Begin SOURCE DATA
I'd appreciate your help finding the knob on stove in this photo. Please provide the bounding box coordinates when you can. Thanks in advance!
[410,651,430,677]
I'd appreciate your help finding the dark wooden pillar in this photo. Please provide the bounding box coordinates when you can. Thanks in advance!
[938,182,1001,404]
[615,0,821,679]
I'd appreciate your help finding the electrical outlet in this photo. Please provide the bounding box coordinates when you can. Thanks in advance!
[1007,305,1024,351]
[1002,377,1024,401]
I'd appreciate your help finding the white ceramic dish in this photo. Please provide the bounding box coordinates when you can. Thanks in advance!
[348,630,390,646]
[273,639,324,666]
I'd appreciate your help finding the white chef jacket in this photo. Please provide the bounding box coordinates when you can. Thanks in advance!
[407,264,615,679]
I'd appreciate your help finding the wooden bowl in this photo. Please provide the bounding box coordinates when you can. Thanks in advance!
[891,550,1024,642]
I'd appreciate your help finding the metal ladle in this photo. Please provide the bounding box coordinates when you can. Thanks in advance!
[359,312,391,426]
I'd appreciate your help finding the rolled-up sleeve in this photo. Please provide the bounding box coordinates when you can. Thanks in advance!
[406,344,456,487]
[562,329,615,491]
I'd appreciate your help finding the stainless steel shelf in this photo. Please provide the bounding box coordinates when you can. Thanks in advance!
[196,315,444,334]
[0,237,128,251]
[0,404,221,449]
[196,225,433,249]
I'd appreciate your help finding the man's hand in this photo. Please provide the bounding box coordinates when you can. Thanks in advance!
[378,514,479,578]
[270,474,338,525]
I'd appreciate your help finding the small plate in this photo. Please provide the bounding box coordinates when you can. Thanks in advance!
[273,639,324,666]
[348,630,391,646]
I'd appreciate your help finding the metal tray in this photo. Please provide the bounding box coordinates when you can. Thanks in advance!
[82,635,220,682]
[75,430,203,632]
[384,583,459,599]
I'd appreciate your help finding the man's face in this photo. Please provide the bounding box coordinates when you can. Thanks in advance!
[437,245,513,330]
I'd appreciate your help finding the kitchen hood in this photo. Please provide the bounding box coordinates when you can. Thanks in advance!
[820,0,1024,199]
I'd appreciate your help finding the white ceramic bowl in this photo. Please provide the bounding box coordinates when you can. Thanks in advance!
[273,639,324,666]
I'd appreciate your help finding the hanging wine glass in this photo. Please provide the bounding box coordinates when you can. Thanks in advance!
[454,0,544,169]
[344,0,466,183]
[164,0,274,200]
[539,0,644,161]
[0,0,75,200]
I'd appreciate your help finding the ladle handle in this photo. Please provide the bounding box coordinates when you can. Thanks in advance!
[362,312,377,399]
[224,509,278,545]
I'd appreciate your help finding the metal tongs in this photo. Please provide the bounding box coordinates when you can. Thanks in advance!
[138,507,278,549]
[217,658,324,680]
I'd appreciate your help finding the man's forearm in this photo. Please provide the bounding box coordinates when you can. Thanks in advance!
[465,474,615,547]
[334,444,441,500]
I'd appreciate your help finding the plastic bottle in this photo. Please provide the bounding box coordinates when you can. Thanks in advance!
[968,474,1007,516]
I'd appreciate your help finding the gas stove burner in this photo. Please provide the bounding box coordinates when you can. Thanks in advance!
End SOURCE DATA
▸ AIM
Render the items above as a JSON list of strings, one string per line, leaving out any blank lines.

▸ FULL SOLUTION
[
  "I'd appreciate your help finding the knob on stove in this photo. Please provide the bounding box coordinates when you can. Thanks in advance!",
  "[410,651,430,677]",
  "I'd appreciate your help finding the dark wooden pillar in this photo. Please provide the bounding box coordinates when you can. Thanks in advance!",
  "[938,182,1001,404]",
  "[615,0,821,679]",
  "I'd appreciate your help finding the electrical outlet in this photo. Please provide the bounding box coordinates when you can. Thanks in advance!",
  "[1007,305,1024,351]",
  "[1002,377,1024,401]",
  "I'd appreciate your help finding the white ceramic dish in this photo. Please provide the bounding box coordinates when you can. Thanks in advance!",
  "[348,630,390,646]",
  "[273,639,324,666]",
  "I'd appreciate your help finding the white chef jacket in this photo. Please provide the bounding box coordinates when you can. Thanks in advance!",
  "[407,264,615,679]",
  "I'd appreciate your help finding the wooden bowl in this photo. Please provide the bounding box coordinates when you can. Thanks in advance!",
  "[891,550,1024,642]",
  "I'd appreciate your help finding the metal ladle in this photo. Please provide the bounding box coordinates when you can. Thanks in advance!",
  "[359,312,391,426]",
  "I'd appreciate your help finding the rolled-up sleeve in this photo. Please provide the bounding box coordinates when you can. Thanks in advance!",
  "[406,344,456,487]",
  "[562,329,615,491]",
  "I'd appreciate your help finding the stainless steel shelf in this photo. Please provide the bounding box coordinates when you can. Thanks in advance!",
  "[196,315,444,334]",
  "[0,237,128,251]",
  "[0,404,221,449]",
  "[196,225,433,249]",
  "I'd appreciate your help finding the man's hand in this photo. Please provide the bounding box coordinates when you can. Thanks in advance!",
  "[378,514,479,578]",
  "[270,474,338,525]",
  "I'd appreciate your help finding the small plate in this photo. Please provide the bounding box coordinates when you can. Thanks in advance!",
  "[273,639,324,666]",
  "[348,630,391,646]",
  "I'd appreciate your help finding the metal tray in this photo. Please provide the bounding box coordinates when you can. Thanks in advance!",
  "[82,635,220,682]",
  "[75,430,203,632]",
  "[384,583,459,599]",
  "I'd appreciate your help finding the man's face in this photo. Please provide the bounding box coordinates when you can. Thanks in advance!",
  "[437,245,513,330]",
  "I'd appreciate your help finding the kitchen hood in this photo. Please provide the bounding box coordinates when you can. Thanks in advance!",
  "[820,0,1024,199]",
  "I'd appreciate your help finding the white ceramic bowl in this photo. Please provide the bounding box coordinates when you can. Thanks in advance!",
  "[273,639,324,666]",
  "I'd appreciate your help finding the hanging wine glass in this photo. Please provide the bounding box coordinates when you can. Thanks in advance!",
  "[454,0,544,169]",
  "[344,0,466,183]",
  "[164,0,274,200]",
  "[539,0,644,161]",
  "[0,0,75,200]",
  "I'd appreciate your help finding the ladle handle in this photo. Please provide the bounding box coordinates when you can. Thanks in advance!",
  "[362,312,377,399]",
  "[224,509,278,545]",
  "I'd appreciate your help finding the metal tongs in this photo. Please provide the bounding box coordinates when you can. Thanks in advance!",
  "[138,507,278,549]",
  "[217,658,324,680]",
  "I'd appreciate your help finding the man's forearm in this photo. Please provide the bounding box coordinates when you can. Thanks in advance!",
  "[465,474,615,547]",
  "[334,444,441,500]",
  "I'd appreciate your help finding the plastic bottle in this photo. Please provide the bounding box coordinates when you can. Thanks in advance!",
  "[968,474,1007,516]",
  "I'd appreciate your help finding the gas stove burner in this photo. Please provide the bounding box coordinates when you can. Thanks in advance!"
]